Fasting is also necessary as a preservative against sin. Fast that thou mayest not sin. The flesh will rebel if it is not kept under by abstinence and fasting. ‘ By surfeiting many have perished; but he that is temperate shall prolong life’. (Ecclus/Sirach. xxxvii. 34). Prayer alone will not suffice without mortification. Can a sick man look for his cure from prayer, whilst he not refrain from injurious food? ‘ Behold, this was the iniquity of Sodom, pride, fulness of bread and abundance, &c’. (Ezekiel xvi. 49) Judith, the widow of Manasses, ‘fasted all the days of her life, except the Sabbaths and new moons, and the feasts of the House of Israel’. (Judith viii. 6). And the Lord strengthen her and directed her to the cutting off the head of Holofernes, the prince of the enemies of Israel.
Esau, through want of due restraint of his appetite, sold to his younger brother his privilege of primogeniture: ‘and so taking bread and the pottage of lentils, he ate and drank, and went his way making little account of having sold his first birth-right’. (Genesis. Xxv. 34)

**Task set**
1. In the passage on fasting, what did Esau sell to his younger brother?
2. Transcribe the passage on fasting word for word, starting at "Esau, through want" and ending at "(Genesis. Xxv. 34)".

**Information provided**

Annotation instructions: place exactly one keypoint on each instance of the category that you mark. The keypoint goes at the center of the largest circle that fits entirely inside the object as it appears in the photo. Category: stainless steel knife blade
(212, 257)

**Expected responses**
1. His privilege of primogeniture, his birthright.

2.
Esau, through want of due restraint of his appetite, sold to his younger brother his privilege of primogeniture: ‘and so taking bread and the pottage of lentils, he ate and drank, and went his way making little account of having sold his first birth-right’. (Genesis. Xxv. 34)